- [WHAT TO WORK ON]:
The answer should consist of all the entries, repeated word for word.

- [INFORMATION SHOWN]:
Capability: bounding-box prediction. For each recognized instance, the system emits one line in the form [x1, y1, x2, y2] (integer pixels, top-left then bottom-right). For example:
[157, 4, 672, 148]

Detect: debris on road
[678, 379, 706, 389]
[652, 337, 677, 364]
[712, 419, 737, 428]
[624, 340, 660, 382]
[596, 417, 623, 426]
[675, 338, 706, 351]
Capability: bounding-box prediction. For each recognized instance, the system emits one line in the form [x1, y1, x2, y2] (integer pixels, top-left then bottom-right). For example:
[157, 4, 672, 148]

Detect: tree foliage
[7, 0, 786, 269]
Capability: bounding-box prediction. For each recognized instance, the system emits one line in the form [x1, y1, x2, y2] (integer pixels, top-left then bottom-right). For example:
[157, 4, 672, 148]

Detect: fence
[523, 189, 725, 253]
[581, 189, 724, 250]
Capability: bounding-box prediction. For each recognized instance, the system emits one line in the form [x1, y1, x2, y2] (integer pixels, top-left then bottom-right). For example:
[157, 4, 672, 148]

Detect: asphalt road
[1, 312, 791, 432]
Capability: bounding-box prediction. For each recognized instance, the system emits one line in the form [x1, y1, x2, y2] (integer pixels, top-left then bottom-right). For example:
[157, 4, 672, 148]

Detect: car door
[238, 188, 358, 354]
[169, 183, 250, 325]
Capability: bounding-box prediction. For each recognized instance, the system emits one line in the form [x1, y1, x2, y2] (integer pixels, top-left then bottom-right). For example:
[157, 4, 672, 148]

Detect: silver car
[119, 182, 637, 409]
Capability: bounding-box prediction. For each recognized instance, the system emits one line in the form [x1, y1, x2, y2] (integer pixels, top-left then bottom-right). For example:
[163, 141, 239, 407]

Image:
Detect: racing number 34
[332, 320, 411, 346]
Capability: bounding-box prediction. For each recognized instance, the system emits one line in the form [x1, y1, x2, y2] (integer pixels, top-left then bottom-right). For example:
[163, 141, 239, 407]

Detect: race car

- [RESULT FOR THIS TASK]:
Capability: bounding-box prediction. For each recognized instance, the system emits one line in the form [x1, y1, x2, y2] (integer pixels, top-left then bottom-right). For example:
[157, 4, 672, 148]

Detect: debris on road
[678, 379, 706, 389]
[652, 337, 677, 364]
[712, 419, 737, 428]
[624, 340, 660, 382]
[596, 417, 623, 426]
[675, 338, 706, 351]
Capability: bounding-box prediction. For each recognized instance, the system emits one line in the form [x1, y1, x2, y2] (integer pixels, top-left then bottom-right). For example:
[157, 4, 672, 148]

Detect: tree foliage
[7, 0, 786, 269]
Capability: bounding-box prediction. For each recognized instance, the system emits one line in the form [x1, y1, x2, y2] (integer pixels, top-left then bottom-right). For example:
[157, 4, 672, 148]

Detect: fence
[523, 189, 725, 253]
[581, 189, 724, 250]
Capability: bounding-box prediction. For each recognized instance, the system emits one line in the form [x1, y1, x2, y2] (integer pixels, top-left then bottom-right). For example:
[157, 4, 672, 148]

Detect: asphalt road
[1, 312, 791, 432]
Capability: bounding-box prediction. For each recognized instance, the system emits one line in the form [x1, y1, x2, y2] (integer pixels, top-left then bottom-right). For example:
[157, 4, 672, 148]

Detect: car door
[238, 188, 358, 354]
[169, 183, 250, 325]
Capability: bounding-box prediction. For each recognized instance, the system emits one line in the form [x1, y1, x2, y2] (integer pixels, top-left then bottom-right). For example:
[157, 4, 672, 148]

Detect: silver car
[119, 182, 637, 409]
Capability: bounding-box prediction. For each recognized instance, the system emits one line in the form [x1, y1, x2, y2] (integer pixels, top-left then bottom-right). For example:
[163, 141, 239, 407]

Image:
Detect: racing number 34
[332, 320, 411, 346]
Capability: bounding-box prediction. For each recognized instance, the system emits one line in the form [x1, y1, x2, y2] (integer pixels, top-left then bottom-right). For example:
[163, 141, 239, 407]

Detect: race car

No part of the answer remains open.